- [STATED EXERCISE 1]
Return the passage of the Busan festival article from "Busan 2022: Tony" to "out in minutes.", copied word for word.
- [STATED EXERCISE 2]
In the rows from the line with "Locate rippled water surface." through the end of the rows, switch "skirt" to "dress" and give back only those lines, otherwise unchanged. Leave the pictures out.

- [EXCERPTED TEXT]
* Begin *
Busan 2022: Tony Leung Chiu-wai discusses “2046,” Wong Kar-wai

Tony Leung Chiu-wai in "2046." (still courtesy of the Busan International Film Festival)
Tony Leung Chiu-wai in “2046.” (still courtesy of the Busan International Film Festival)

Tony Leung Chiu-wai may have chosen six films for his In the Mood for Tony Leung retrospective at the 2022 Busan International Film Festival, but he appeared for Q&A sessions at just two of those.  One was the Oct. 6 screening of “2046,” the other was the “Infernal Affairs” showing on Oct. 7.  Unsurprisingly, tickets to both sold out in minutes.

“2046” is widely regarded as the sequel to Wong Kar-wai’s critically acclaimed “In the Mood for Love,” for which Leung won Best Actor honors at the 2000 Cannes Film Festival. As a standalone film, however, it more than holds its own, with each passing year since its 2004 release only adding to the gulf between Wong’s masterful abstract brushstrokes and much of cinema today. “2046” actually begins in 1966 during the chaos of the Cultural Revolution, worlds away from the deliberate framing and pacing of its predecessor set just four years earlier. Leung reprises his role of journalist Chow Mo-wan, but as a less assured, more unhinged version forever adrift without Maggie Cheung’s Su Li-zhen.  In “2046,” Cheung’s place is taken by several supporting actresses: Zhang Ziyi, Gong Li (who shares the same character name), Faye Wong and Carina Lau.  Separately they possess traits of Cheung’s Su Li-zhen, but the void Chow Mo-wan feels – having permanently lost her in the previous film – segues into “2046,” and worsens as it unfolds.  An interweaving science fiction plot line depicting a train caught between an uneasy present and even more unnerving future – the promise of a mysterious destination, Room No. 2046 – adds to Chow’s helplessness.
* End *
- [GIVEN INFORMATION]
* Begin *
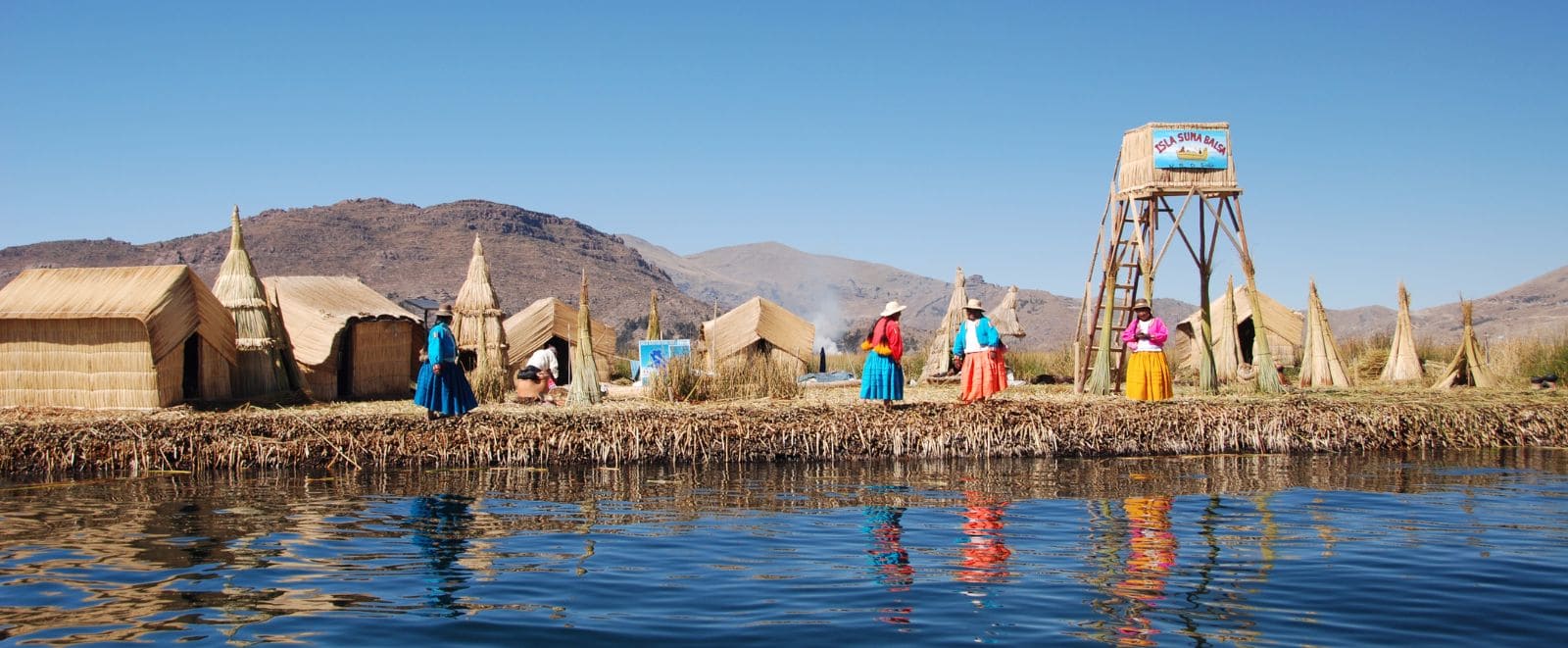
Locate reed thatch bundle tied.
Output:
[920,267,969,383]
[643,290,663,340]
[452,235,512,403]
[1432,301,1497,389]
[566,270,604,405]
[990,285,1025,337]
[212,206,290,399]
[1378,280,1424,383]
[1299,280,1351,387]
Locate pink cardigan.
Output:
[1121,317,1171,348]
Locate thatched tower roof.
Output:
[920,269,969,381]
[212,206,288,399]
[703,296,817,366]
[1301,280,1351,387]
[0,265,235,364]
[1432,301,1497,389]
[1378,280,1424,383]
[988,285,1025,337]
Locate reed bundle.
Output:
[0,385,1568,473]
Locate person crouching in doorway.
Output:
[1121,300,1173,400]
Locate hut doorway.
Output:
[180,334,201,400]
[551,337,572,384]
[1236,317,1257,364]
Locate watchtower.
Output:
[1072,123,1284,394]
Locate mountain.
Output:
[621,233,1195,348]
[0,198,708,345]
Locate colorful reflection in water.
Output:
[0,450,1568,646]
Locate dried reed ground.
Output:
[0,380,1568,474]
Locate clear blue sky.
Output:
[0,0,1568,308]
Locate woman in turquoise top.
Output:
[954,300,1006,403]
[414,306,480,419]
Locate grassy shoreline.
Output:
[0,380,1568,474]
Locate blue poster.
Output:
[637,340,692,384]
[1154,128,1231,170]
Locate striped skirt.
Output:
[860,352,904,400]
[958,348,1006,403]
[1126,352,1174,400]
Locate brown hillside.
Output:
[0,198,706,351]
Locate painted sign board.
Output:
[637,340,692,386]
[1154,128,1231,170]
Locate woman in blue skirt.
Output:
[414,304,480,421]
[860,300,905,408]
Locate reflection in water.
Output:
[860,488,914,623]
[1110,497,1176,646]
[0,450,1568,645]
[954,491,1013,589]
[410,493,473,617]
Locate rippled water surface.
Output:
[0,450,1568,646]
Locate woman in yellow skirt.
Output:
[1121,300,1173,400]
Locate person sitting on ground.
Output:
[1121,300,1172,400]
[954,300,1006,403]
[515,342,562,403]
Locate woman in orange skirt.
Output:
[954,300,1006,403]
[1121,300,1174,400]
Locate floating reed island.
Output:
[0,387,1568,474]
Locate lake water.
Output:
[0,449,1568,646]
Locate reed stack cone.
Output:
[212,206,290,399]
[920,267,969,383]
[566,270,604,405]
[452,235,512,402]
[1378,280,1424,383]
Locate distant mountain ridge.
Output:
[0,198,708,348]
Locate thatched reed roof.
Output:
[988,285,1025,337]
[0,265,235,364]
[262,276,418,364]
[1176,284,1306,366]
[703,296,817,366]
[502,296,614,368]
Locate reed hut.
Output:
[0,265,237,410]
[988,285,1024,337]
[920,267,969,383]
[703,296,817,374]
[264,276,425,402]
[1378,280,1424,383]
[502,296,614,384]
[1299,280,1351,387]
[452,235,512,402]
[1432,301,1497,389]
[1168,285,1304,373]
[212,206,288,399]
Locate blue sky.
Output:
[0,0,1568,308]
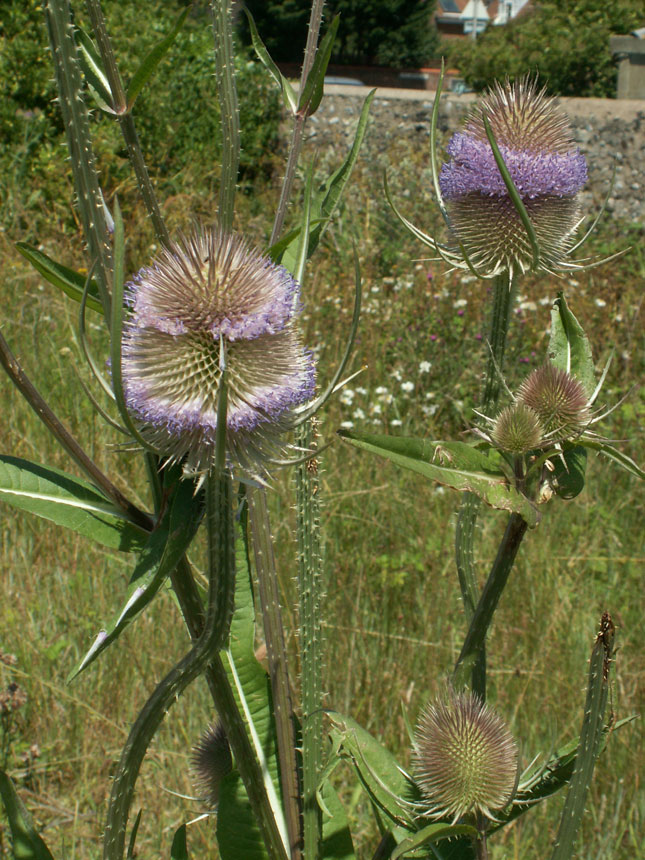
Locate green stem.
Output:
[454,514,528,675]
[247,487,302,860]
[269,0,325,245]
[296,419,323,860]
[45,0,112,312]
[211,0,240,230]
[455,273,515,699]
[103,473,235,860]
[87,0,170,247]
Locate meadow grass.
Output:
[0,117,645,860]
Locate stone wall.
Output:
[308,86,645,224]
* End *
- [FINAL RESULT 1]
Busan 2022: Tony Leung Chiu-wai discusses “2046,” Wong Kar-wai

Tony Leung Chiu-wai in "2046." (still courtesy of the Busan International Film Festival)
Tony Leung Chiu-wai in “2046.” (still courtesy of the Busan International Film Festival)

Tony Leung Chiu-wai may have chosen six films for his In the Mood for Tony Leung retrospective at the 2022 Busan International Film Festival, but he appeared for Q&A sessions at just two of those.  One was the Oct. 6 screening of “2046,” the other was the “Infernal Affairs” showing on Oct. 7.  Unsurprisingly, tickets to both sold out in minutes.

- [FINAL RESULT 2]
Locate rippled water surface.
Output:
[0,450,1568,646]
Locate woman in yellow dress.
Output:
[1121,300,1173,400]
Locate person sitting on ground.
Output:
[1121,300,1172,400]
[954,300,1006,403]
[515,342,562,403]
Locate woman in orange dress.
Output:
[954,300,1006,403]
[1121,300,1174,400]
Locate floating reed island.
Output:
[0,387,1568,474]
Locate lake water.
Output:
[0,449,1568,646]
Locate reed stack cone.
Output:
[212,206,290,399]
[920,267,969,383]
[566,270,604,405]
[452,235,512,402]
[1378,280,1424,383]
Locate distant mountain ridge.
Output:
[0,198,708,348]
Locate thatched reed roof.
Output:
[988,285,1025,337]
[0,265,235,364]
[262,276,418,364]
[1176,284,1306,366]
[703,296,817,366]
[502,296,614,368]
Locate reed hut.
Output:
[0,265,237,410]
[988,285,1024,337]
[920,267,969,383]
[703,296,817,374]
[264,276,425,402]
[1378,280,1424,383]
[502,296,614,384]
[1299,280,1351,387]
[452,235,512,402]
[1432,301,1497,389]
[1168,285,1304,373]
[212,206,288,399]
Locate blue sky.
Output:
[0,0,1568,308]
Locate green stem.
Output:
[454,514,528,675]
[247,487,302,860]
[269,0,325,245]
[296,419,323,860]
[45,0,112,312]
[211,0,240,230]
[455,273,515,699]
[103,473,235,860]
[87,0,170,247]
Locate meadow grass.
Output:
[0,117,645,860]
Locate stone wall.
Output:
[308,86,645,224]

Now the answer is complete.